+++ Record extracts
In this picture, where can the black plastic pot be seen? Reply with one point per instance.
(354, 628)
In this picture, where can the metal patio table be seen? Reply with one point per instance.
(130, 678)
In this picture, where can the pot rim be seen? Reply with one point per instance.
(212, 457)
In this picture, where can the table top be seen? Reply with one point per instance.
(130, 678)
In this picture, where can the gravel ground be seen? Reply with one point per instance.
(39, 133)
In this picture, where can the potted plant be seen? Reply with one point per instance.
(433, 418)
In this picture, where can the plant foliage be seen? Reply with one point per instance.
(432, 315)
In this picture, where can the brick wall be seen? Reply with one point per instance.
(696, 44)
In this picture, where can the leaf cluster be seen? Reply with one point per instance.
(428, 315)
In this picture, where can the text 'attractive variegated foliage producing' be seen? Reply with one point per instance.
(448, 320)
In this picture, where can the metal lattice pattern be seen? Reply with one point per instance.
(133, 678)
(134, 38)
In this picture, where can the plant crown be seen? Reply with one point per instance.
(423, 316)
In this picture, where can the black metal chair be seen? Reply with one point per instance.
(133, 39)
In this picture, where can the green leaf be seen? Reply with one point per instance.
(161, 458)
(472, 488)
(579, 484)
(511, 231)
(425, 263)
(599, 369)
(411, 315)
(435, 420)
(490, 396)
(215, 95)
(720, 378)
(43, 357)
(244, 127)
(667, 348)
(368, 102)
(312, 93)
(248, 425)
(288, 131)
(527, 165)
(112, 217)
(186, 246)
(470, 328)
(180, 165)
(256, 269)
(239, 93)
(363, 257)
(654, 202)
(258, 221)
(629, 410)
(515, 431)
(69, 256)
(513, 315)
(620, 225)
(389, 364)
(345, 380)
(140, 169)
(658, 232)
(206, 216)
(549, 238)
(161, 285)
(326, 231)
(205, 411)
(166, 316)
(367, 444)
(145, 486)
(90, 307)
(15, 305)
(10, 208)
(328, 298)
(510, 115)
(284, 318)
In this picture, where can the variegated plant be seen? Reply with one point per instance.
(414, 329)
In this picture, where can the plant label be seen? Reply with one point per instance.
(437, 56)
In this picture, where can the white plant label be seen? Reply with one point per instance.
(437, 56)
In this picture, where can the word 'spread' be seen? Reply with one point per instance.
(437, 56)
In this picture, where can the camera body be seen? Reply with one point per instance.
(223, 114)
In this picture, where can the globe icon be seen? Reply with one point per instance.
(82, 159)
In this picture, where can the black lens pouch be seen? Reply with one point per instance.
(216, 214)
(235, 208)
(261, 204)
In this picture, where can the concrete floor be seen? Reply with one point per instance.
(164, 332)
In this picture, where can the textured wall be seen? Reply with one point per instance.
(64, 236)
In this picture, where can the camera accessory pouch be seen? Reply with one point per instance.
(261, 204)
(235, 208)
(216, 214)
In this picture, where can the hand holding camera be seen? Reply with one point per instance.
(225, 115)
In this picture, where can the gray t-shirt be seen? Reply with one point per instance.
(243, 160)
++++++
*Your task:* Write out the entries above once more, without altering anything.

*Output for this task:*
In this picture, where can the black plastic pot be seen? Reply with one point per instance.
(354, 628)
In this picture, where can the metal patio table be seen? Reply with one point per instance.
(130, 678)
In this picture, where can the pot rim be seen? Reply with one point per instance.
(212, 457)
In this picture, where can the table top be seen? Reply with one point per instance.
(130, 678)
In this picture, where can the gravel ground be seen? Reply with one point per instance.
(39, 133)
In this picture, where can the potted plant be seen? Reply with one point per instance.
(433, 418)
In this picture, where can the plant foliage be seen? Reply with one point per instance.
(432, 315)
In this picture, where can the brick wall be seen? Reply with one point per instance.
(696, 44)
In this picture, where can the leaf cluster be seen? Reply with one point per instance.
(428, 315)
In this picture, where can the text 'attractive variegated foliage producing' be seen? Reply with one point per instance.
(448, 320)
In this picture, where can the metal lattice pattern be seen? Reply with one point per instance.
(133, 678)
(134, 38)
In this picture, where can the plant crown be seen? Reply with one point per instance.
(423, 316)
In this picture, where can the black metal chair be seen? Reply with one point per instance.
(133, 39)
In this picture, where can the green leaf be seen? Reply with one point per instance.
(161, 458)
(472, 488)
(579, 484)
(511, 231)
(425, 263)
(599, 369)
(411, 315)
(435, 420)
(490, 396)
(215, 95)
(720, 378)
(43, 357)
(244, 127)
(667, 348)
(368, 102)
(312, 93)
(248, 425)
(288, 131)
(527, 165)
(112, 217)
(186, 246)
(470, 328)
(180, 165)
(256, 269)
(239, 93)
(363, 257)
(654, 202)
(258, 221)
(629, 410)
(515, 431)
(69, 256)
(513, 315)
(620, 225)
(389, 364)
(345, 380)
(140, 169)
(658, 232)
(206, 216)
(549, 238)
(161, 285)
(326, 231)
(205, 411)
(166, 316)
(367, 444)
(145, 486)
(90, 307)
(15, 305)
(10, 208)
(328, 298)
(510, 115)
(284, 318)
In this picture, where can the variegated plant be seen? Reply with one point per instance.
(414, 329)
In this picture, where can the plant label be seen? Reply with one point per instance.
(437, 56)
In this picture, where can the white plant label be seen? Reply with one point per instance.
(437, 56)
In this picture, where can the word 'spread' be seen? Reply with one point per instance.
(437, 56)
In this picture, where can the camera body be seen? Reply with one point per instance.
(223, 114)
In this picture, where can the globe icon be seen? Reply with one point per instance.
(82, 159)
In this picture, where can the black lens pouch be seen? Reply with one point per instance.
(216, 214)
(235, 208)
(261, 204)
In this picture, where can the concrete floor be seen? Reply with one point per instance.
(164, 332)
In this picture, where can the textured wall be seen? Reply with one point per instance.
(64, 236)
In this picture, where can the camera accessory pouch be seen? Reply with one point per instance.
(261, 204)
(235, 208)
(216, 214)
In this picture, where can the hand holding camera be seen? Reply with one point per instance.
(225, 115)
In this picture, where can the gray t-shirt be seen? Reply with one point per instance.
(243, 160)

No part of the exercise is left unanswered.